* DATA PROVIDED
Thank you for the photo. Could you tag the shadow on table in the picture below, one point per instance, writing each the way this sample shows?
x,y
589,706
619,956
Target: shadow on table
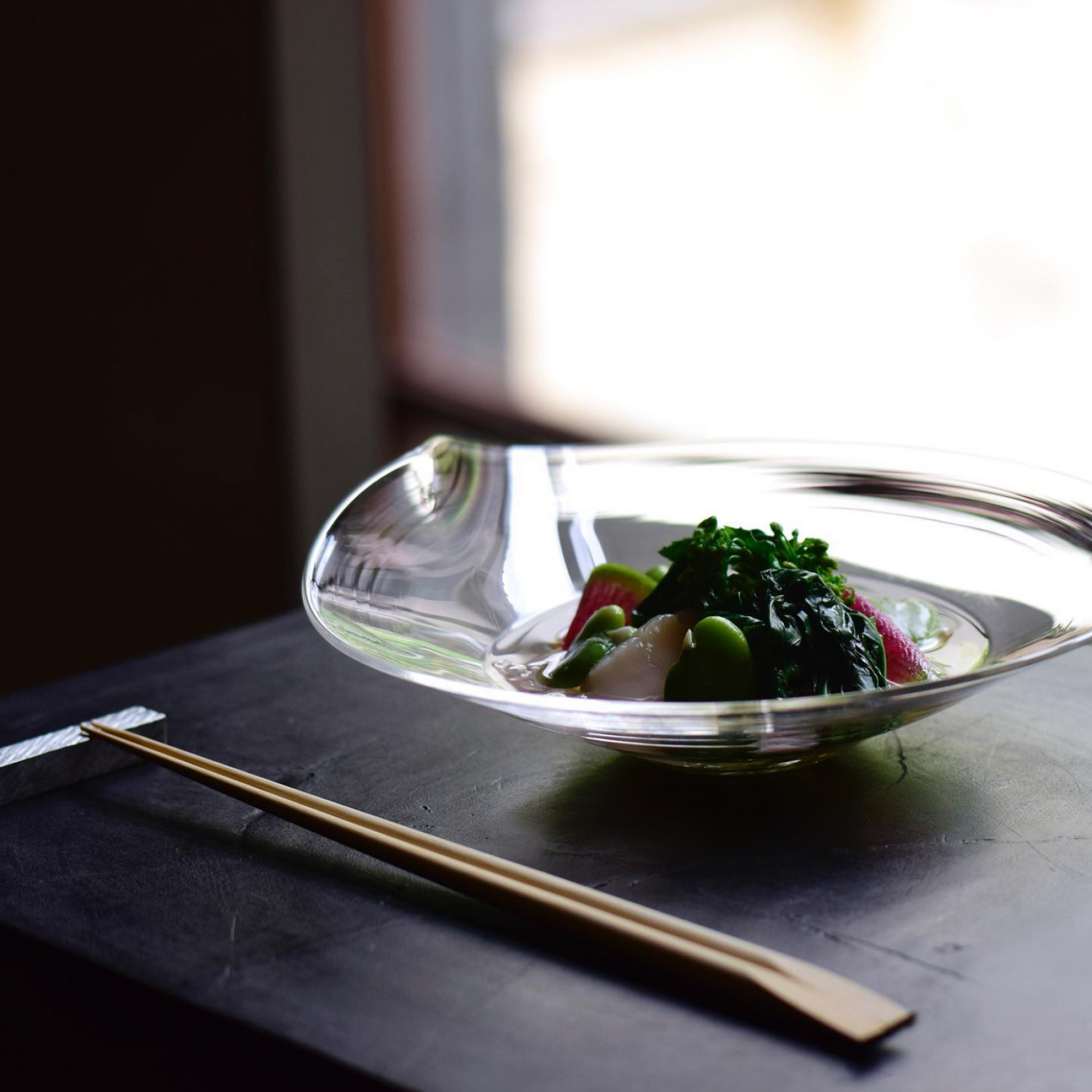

* BRIEF
Transcribe every record above exactly as written, leaving out any pictures.

* THE COMPLETED TASK
Thank you for the photo. Could you tag the shadow on table in the picture below, one point per instance, writing each the way this sample shows?
x,y
589,706
619,956
Target: shadow on table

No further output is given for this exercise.